_About this exercise:_
Every record is to be copied unchanged, except that its pictures are removed.

_Provided material:_
────────────────────────────────────────

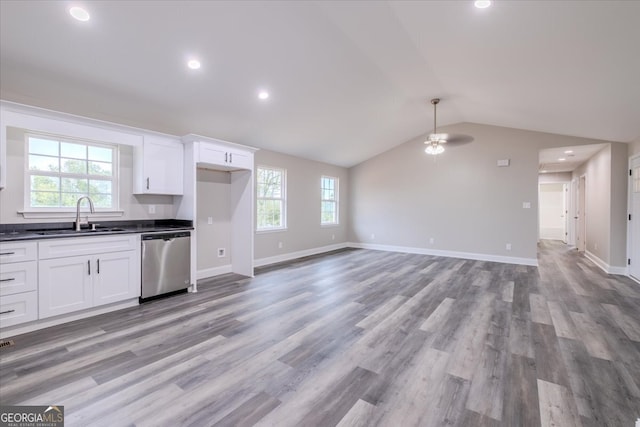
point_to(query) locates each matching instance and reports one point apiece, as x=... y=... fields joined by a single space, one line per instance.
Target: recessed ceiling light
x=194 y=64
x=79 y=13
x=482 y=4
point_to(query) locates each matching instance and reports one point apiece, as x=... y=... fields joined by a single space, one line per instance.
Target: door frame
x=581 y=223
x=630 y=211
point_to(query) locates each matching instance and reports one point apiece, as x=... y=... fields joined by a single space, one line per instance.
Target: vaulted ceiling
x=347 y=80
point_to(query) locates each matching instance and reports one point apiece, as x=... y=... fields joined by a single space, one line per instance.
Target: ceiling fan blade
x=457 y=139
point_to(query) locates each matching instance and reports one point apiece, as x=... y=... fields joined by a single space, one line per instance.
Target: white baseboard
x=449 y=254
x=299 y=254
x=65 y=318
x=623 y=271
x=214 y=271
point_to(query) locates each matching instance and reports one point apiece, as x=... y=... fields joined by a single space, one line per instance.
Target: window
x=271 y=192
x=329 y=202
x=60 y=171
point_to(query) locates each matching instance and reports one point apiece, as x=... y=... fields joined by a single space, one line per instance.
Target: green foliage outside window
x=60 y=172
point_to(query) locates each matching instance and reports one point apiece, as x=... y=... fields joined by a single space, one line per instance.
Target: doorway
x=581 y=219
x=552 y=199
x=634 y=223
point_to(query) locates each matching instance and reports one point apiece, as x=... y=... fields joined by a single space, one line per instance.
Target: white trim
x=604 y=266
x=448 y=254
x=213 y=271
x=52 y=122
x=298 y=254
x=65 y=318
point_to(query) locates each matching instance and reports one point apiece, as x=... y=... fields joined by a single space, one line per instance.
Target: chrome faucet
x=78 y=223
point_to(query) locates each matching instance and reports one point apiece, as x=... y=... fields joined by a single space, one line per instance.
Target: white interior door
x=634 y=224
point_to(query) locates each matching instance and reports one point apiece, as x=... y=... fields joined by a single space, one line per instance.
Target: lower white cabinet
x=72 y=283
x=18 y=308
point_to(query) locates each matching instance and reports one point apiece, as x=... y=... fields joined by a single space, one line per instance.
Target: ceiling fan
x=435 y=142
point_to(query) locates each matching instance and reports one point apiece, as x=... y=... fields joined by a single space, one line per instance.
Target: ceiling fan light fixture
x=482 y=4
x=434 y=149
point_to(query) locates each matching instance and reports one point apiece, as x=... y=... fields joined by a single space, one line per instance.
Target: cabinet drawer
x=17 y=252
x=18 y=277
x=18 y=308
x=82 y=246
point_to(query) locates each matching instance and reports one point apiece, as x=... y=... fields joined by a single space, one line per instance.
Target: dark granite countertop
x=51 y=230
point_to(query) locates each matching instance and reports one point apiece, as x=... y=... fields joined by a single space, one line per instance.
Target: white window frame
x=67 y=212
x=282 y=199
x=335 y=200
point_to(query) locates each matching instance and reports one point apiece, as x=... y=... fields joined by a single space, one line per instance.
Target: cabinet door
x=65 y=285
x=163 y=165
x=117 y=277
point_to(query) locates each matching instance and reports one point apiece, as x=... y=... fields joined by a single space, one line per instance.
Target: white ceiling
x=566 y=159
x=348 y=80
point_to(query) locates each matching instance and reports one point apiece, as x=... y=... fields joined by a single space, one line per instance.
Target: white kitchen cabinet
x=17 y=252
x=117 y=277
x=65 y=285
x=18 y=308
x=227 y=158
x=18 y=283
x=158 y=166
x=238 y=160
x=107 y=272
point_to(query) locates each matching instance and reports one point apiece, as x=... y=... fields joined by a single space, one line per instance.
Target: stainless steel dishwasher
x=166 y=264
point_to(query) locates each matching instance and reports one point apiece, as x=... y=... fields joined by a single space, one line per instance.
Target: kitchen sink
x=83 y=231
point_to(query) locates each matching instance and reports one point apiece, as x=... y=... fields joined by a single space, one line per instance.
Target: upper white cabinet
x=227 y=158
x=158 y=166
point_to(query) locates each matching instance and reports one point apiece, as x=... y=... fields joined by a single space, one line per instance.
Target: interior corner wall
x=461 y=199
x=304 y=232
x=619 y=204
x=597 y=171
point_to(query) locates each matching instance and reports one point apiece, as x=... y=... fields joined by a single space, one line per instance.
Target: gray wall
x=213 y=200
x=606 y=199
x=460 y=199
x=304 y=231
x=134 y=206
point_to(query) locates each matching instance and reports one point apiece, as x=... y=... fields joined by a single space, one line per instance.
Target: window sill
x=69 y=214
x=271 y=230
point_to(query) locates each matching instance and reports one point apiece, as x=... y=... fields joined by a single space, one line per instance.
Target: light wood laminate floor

────────────────────────────────────────

_Exercise response:_
point_to(query) locates each matching instance and reports one point apiece, as x=... y=... fields joined by a single space, one line per instance.
Target: recessed ceiling light
x=194 y=64
x=79 y=13
x=482 y=4
point_to(query) locates each matching instance and reports one point apiece, as x=... y=... fields joined by a single space, one line per instance.
Target: door frame
x=581 y=223
x=630 y=211
point_to(query) locates each matching instance and reports one point apiece, as x=... y=... fields joined by a single space, one line per instance.
Target: vaulted ceiling
x=347 y=80
point_to(query) locates each matching instance and reports one point apiece, as x=... y=... fields joined by a single space, one line per instance.
Target: ceiling fan blade
x=457 y=139
point_to(query) locates each matching instance and reports one point apiece, as x=... y=... fields joined by a single space, one line per instance.
Target: white baseboard
x=449 y=254
x=299 y=254
x=65 y=318
x=623 y=271
x=214 y=271
point_to(query) locates each matching instance and reports one point apiece, as x=... y=... fields joined by a single space, one line per instance.
Target: window
x=271 y=192
x=329 y=202
x=60 y=171
point_to(query) locates each matching instance and reports one point apiece, as x=... y=... fields joined by a single space, one line per instance.
Target: green foliage outside window
x=60 y=172
point_to(query) locates each matching instance and reports one point apiece, as x=... y=... fields joined by a single space, one line per instance.
Target: doorway
x=581 y=219
x=552 y=199
x=634 y=223
point_to(query) locates each matching instance and reports one point apiece, as x=... y=... fields joined by a single space, one line per instance.
Target: white trim
x=604 y=266
x=448 y=254
x=213 y=271
x=52 y=122
x=298 y=254
x=65 y=318
point_to(query) locates each matching instance and reports one point apiece, as x=... y=... fields joined by a single space, one line per instance.
Target: chrome faucet
x=78 y=223
point_to(query) locates each matching instance and reports one point apiece, as x=... y=... fields joined by a single space, one line per instance.
Target: white interior door
x=634 y=224
point_to(query) locates each matching instance and reports one point apiece, as x=... y=... fields joined by a single space, one line per instance.
Target: lower white cabinet
x=72 y=283
x=18 y=308
point_to(query) locates each matching instance and reports one point apiece, as x=... y=... fields joined by a single space, one line per instance.
Target: ceiling fan
x=435 y=142
point_to(query) locates each matching instance and reports one point apiece, as x=... y=... fields joined by a single space, one line per instance.
Target: ceiling fan light fixture
x=482 y=4
x=434 y=149
point_to(query) locates each matching instance and reports one point apiece, as x=... y=... fields joined by a single space, one line per instance.
Target: cabinet drawer
x=17 y=252
x=18 y=277
x=18 y=308
x=82 y=246
point_to(query) locates each matching instance and reports one point apiece, as x=... y=... fields joined by a single space, one line per instance.
Target: dark granite countertop
x=51 y=230
point_to(query) locates each matching instance and reports one point apiece, as x=... y=... fields joined by a single space, one line per instance.
Target: white window frame
x=67 y=212
x=282 y=199
x=335 y=200
point_to(query) locates each matching instance and reports one point apiece, as x=... y=... fields joined by a single space, one line per instance.
Target: cabinet door
x=65 y=285
x=163 y=165
x=117 y=277
point_to(query) locates each matching instance and reports one point apiece, as x=... y=... fields joined by a single space, one line per instance.
Target: white ceiling
x=566 y=159
x=348 y=80
point_to(query) locates each matching instance and reports one point apiece, as x=... y=... fields joined by a single space, one line per instance.
Target: white kitchen cabinet
x=17 y=252
x=117 y=277
x=65 y=285
x=18 y=308
x=227 y=158
x=18 y=283
x=158 y=166
x=238 y=160
x=107 y=272
point_to(query) locates each matching instance and reports one point apiece, as x=... y=... fields joined by a single space, one line per instance.
Target: stainless steel dishwasher
x=166 y=264
point_to(query) locates each matching instance and reports one point apiece, as x=... y=... fields joined by a single space, one line per instance.
Target: kitchen sink
x=83 y=231
point_to(query) locates each matching instance and reports one point apiece, as x=... y=... fields joined by a single space, one line per instance.
Target: upper white cabinet
x=227 y=158
x=158 y=166
point_to(query) locates each matching instance and reports one point apiece, as x=... y=... fields joined by a single space, one line per instance.
Target: interior corner wall
x=461 y=199
x=304 y=232
x=619 y=204
x=597 y=171
point_to(query) locates each matching instance and reports one point apiece, as x=... y=... fields joined by a single space, one line per instance.
Target: gray wall
x=213 y=200
x=606 y=199
x=460 y=199
x=304 y=231
x=134 y=206
point_to(query) locates each matching instance and reports one point apiece, as x=... y=... fields joined by a single space, one line per instance.
Target: window sill
x=69 y=214
x=271 y=230
point_to(query) locates each matching instance and reports one point apiece, as x=... y=... fields joined by a single space, one line per instance.
Target: light wood laminate floor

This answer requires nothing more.